§ **Given task 1**: According to the passage on vagabond writers, which ancient group first espoused the philosophy that Cutler tries to rescue from obscurity?

§ **Supplied passage**:
Each chapter addresses a different aspect of vagabondage under such themes as: wanderlust; the compulsion not to live a settled existence; asceticism; affinity with nature; the desire to retain the innocence (and mischief) of childhood; aloofness yet compassion for the rest of human-kind; and the rejection of formal education for knowledge experienced via their own senses.
Refusing to be compromised by the grand narratives of religion, politics, law, nationalism, and convention, and regarding themselves as ‘citizens of the universe’ rather than slaves of what they regarded as geographical and political states artificially created by humans.
Cutler attempts to rescue from obscurity, the philosophy first espoused by the ancient Cynics and now practiced—outside of any organized movement—by this disparate group of thinkers and writers. He is not aware of any other text that shows these particular arguments in the way they are presented here, or draws the same conclusions from the life and writings of the many vagabond writers cited in this work.

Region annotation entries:
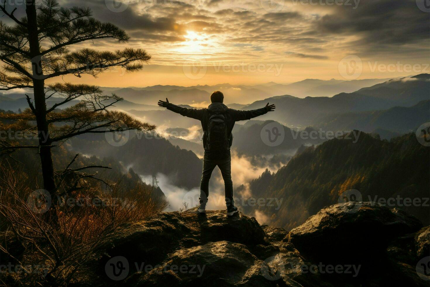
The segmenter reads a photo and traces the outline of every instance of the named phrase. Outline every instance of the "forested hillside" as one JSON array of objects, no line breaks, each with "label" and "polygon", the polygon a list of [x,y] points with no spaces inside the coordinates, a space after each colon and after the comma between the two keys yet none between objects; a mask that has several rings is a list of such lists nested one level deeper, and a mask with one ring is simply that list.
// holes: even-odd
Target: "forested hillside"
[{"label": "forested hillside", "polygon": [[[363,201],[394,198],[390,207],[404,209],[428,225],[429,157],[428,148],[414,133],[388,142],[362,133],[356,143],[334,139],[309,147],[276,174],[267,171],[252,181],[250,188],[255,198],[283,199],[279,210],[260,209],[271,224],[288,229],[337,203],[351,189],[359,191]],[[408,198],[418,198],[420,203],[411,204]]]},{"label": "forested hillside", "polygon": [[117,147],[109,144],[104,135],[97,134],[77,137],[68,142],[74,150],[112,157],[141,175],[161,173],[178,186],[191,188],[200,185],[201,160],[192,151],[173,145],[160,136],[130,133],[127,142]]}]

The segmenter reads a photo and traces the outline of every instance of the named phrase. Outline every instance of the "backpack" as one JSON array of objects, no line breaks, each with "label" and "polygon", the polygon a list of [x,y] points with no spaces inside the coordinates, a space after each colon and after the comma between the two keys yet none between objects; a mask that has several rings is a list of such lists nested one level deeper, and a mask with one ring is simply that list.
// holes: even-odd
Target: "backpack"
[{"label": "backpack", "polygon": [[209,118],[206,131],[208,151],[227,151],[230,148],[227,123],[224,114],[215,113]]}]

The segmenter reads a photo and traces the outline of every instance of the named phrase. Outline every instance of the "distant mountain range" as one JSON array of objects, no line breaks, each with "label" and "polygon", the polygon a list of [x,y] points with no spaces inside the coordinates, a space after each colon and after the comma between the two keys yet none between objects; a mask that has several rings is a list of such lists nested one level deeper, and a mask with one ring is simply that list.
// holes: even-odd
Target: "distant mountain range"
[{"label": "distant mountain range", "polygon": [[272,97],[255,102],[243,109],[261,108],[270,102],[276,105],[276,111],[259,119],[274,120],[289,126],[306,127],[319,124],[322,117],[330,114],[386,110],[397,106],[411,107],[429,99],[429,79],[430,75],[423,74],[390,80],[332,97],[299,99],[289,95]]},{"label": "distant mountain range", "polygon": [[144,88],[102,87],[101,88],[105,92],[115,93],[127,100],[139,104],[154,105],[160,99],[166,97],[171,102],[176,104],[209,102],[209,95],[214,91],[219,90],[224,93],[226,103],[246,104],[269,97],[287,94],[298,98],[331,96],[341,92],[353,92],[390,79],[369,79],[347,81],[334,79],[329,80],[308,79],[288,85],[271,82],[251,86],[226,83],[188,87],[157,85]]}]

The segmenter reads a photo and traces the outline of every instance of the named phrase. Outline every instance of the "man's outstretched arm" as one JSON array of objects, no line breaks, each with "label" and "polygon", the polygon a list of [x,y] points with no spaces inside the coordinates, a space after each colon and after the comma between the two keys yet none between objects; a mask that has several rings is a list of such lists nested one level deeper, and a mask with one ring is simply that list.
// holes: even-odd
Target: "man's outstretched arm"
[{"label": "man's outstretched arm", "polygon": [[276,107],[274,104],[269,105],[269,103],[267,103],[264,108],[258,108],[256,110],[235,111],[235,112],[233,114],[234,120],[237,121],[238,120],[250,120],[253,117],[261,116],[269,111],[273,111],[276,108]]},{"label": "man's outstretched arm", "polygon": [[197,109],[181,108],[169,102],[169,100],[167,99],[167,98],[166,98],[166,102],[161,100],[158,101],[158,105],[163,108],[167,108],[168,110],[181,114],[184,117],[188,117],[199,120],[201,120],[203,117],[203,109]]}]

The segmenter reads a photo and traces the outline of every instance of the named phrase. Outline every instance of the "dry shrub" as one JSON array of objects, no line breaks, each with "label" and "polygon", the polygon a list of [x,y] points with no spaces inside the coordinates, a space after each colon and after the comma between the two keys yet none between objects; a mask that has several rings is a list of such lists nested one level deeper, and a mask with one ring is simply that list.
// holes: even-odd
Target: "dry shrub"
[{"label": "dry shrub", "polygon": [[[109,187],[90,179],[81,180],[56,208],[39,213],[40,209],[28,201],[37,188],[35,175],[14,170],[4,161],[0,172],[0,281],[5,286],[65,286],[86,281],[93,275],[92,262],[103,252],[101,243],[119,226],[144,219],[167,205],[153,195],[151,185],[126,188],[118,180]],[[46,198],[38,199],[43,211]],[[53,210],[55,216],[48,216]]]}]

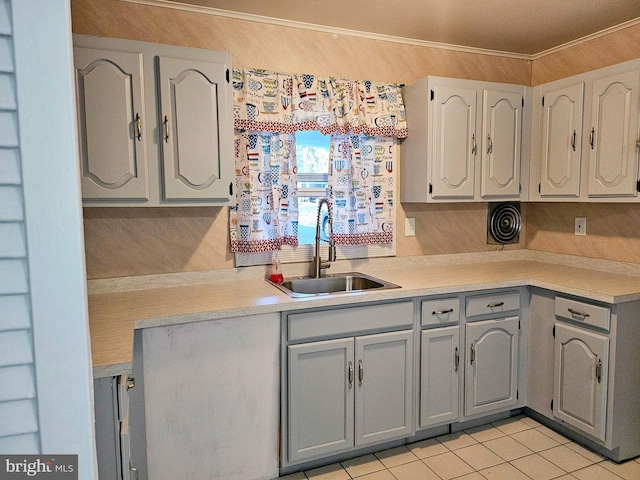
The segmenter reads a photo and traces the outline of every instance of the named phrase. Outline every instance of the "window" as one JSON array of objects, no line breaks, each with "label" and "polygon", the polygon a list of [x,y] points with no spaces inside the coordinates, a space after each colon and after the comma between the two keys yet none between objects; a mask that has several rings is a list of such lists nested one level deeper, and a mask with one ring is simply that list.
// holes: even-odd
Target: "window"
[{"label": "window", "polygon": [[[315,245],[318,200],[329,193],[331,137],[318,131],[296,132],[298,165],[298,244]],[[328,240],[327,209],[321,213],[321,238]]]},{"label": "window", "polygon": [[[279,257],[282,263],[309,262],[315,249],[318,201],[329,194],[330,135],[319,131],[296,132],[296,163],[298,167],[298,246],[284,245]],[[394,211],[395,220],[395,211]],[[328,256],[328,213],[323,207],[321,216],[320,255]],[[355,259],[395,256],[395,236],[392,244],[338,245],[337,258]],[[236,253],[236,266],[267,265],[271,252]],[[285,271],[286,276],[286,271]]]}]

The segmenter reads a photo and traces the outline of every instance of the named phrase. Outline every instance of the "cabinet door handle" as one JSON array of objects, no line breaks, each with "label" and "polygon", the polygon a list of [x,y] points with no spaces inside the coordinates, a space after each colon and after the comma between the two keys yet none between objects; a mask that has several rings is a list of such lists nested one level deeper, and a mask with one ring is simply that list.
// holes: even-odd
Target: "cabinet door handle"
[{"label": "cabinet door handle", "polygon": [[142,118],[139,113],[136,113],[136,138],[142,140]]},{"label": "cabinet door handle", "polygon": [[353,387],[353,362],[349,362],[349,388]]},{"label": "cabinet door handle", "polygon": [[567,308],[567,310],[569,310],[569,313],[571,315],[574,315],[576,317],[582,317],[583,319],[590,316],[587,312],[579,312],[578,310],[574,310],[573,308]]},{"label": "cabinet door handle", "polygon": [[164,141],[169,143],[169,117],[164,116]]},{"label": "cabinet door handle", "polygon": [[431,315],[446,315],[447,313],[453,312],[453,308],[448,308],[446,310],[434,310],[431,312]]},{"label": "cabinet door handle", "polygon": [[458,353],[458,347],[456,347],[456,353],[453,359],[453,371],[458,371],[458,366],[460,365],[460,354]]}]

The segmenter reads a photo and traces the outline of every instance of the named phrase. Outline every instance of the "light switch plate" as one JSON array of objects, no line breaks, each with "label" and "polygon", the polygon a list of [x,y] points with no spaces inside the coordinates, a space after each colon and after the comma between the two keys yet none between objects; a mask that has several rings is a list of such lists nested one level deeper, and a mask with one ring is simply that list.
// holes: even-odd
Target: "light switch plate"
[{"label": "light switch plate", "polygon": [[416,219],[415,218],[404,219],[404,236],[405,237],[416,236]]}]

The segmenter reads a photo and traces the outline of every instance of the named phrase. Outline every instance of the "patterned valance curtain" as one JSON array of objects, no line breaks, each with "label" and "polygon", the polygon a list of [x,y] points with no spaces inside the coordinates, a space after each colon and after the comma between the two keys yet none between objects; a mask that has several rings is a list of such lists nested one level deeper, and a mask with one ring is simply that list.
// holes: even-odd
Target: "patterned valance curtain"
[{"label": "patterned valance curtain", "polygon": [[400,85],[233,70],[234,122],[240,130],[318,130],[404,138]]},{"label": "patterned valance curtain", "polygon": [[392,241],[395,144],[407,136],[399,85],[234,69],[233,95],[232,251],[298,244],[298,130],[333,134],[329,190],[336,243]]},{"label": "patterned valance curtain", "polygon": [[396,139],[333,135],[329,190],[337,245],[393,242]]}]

§ **Given task 2**: List every line of the entries that contains the string "Target". Case counts.

§ **Worked answer 1**: The ancient Cynics.

§ **Worked answer 2**:
Target: "forested hillside"
Target: "backpack"
Target: "distant mountain range"
Target: "man's outstretched arm"
Target: "dry shrub"
Target: "window"
Target: "cabinet door handle"
Target: "light switch plate"
Target: "patterned valance curtain"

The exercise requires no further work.